[EXERCISE PASSAGE]
..........

How to Help Prevent and Treat Substance Abuse

According to the Substance Abuse and Mental Health Services Administration, approximately 17.2% of adolescents, or minors between 12 and 17, used or tried some type of illegal substance within the past year. Young people who use illicit substances have a higher risk of going on to develop substance abuse disorder in adulthood.

However, potential addicts or alcoholics are not just teenagers. People can recieve education about the impact of drugs and alcohol at any stage of life. This is because addiction can occur during any point in a person’s life. It is important to learn about the dangers and impact of substance use and abuse at any age. Prevention and treatment are key for preventing drug use.

In many cases, it may not take as long as many people think to go from simply trying a dangerous substance to using it regularly. Within just three years of trying marijuana, alcohol, or hard drugs for the first time, many people will go on to start using that substance regularly. Providing effective education on both drugs and alcohol and mental health coping strategies can help many potential addicts avoid falling into that trap.

Video: How Does Drug Addiction Start?

How to Teach Someone About Drug and Alcohol Abuse

Drug and alcohol abuse continues to start increasingly early. That means that an early intervention, primarily through education, about those dangerous substances may be needed to decrease the risk of addiction and substance misuse.

Alcohol use, in many cases, starts before 12, and adolescents may try marijuana for the first time at an average of age 14. Proper education, however, can empower adolescents to say no and increase the odds that they will be able to avoid those dangerous substances.

In short, the first step toward understanding is empathy. The stories we hear about mental illness are often wrong, exaggerated, or incomplete. Always approach others with respect and an understanding that you do not fully know their story.

1. Start early.

Young children, including children as young as 10 or 11, may need to know the potential consequences of drug and alcohol addiction. This is particularly true of children and adolescents with underlying mental disabilities, including ADHD.

Have age-appropriate conversations about drugs and alcohol as they get older, providing them with more information about the challenges related to drug and alcohol abuse and how they can best navigate those challenges.

2. Avoid scare tactics.

Many people jump in with the darkest facts about drugs and alcohol: the risk of overdose, the odds of addiction, and how drugs can ruin your life. Many potential addicts, however, will struggle to place the full weight they should on those negative experiences.

Not only are they often seeking those highs, their brains may weigh positive experiences more heavily than negative ones. They may assume, “It won’t happen to me!” or, “Well, those are the worst addicts; I can avoid that!” Unfortunately, all too many people find themselves struggling with addiction and self-control before they even notice the early signs and symptoms.

..........

[RAW DATA]
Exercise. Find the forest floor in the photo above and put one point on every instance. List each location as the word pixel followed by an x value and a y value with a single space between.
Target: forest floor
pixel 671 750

..........

[EXERCISES]
a) In the substance abuse article, at what average age may adolescents try marijuana for the first time?
b) Translate this sentence from the substance abuse article into Spanish: "Always approach others with respect and an understanding that you do not fully know their story."
c) Why does the substance abuse article advise against scare tactics?
Answer from the substance abuse article alone.

[EXERCISE ANSWERS]
a) At an average age of 14.

b) Aborda siempre a los demás con respeto y con la comprensión de que no conoces del todo su historia.

c) Many potential addicts struggle to give full weight to dark facts such as overdose risk, addiction odds and ruined lives. They are often seeking highs, and their brains may weigh positive experiences more heavily than negative ones.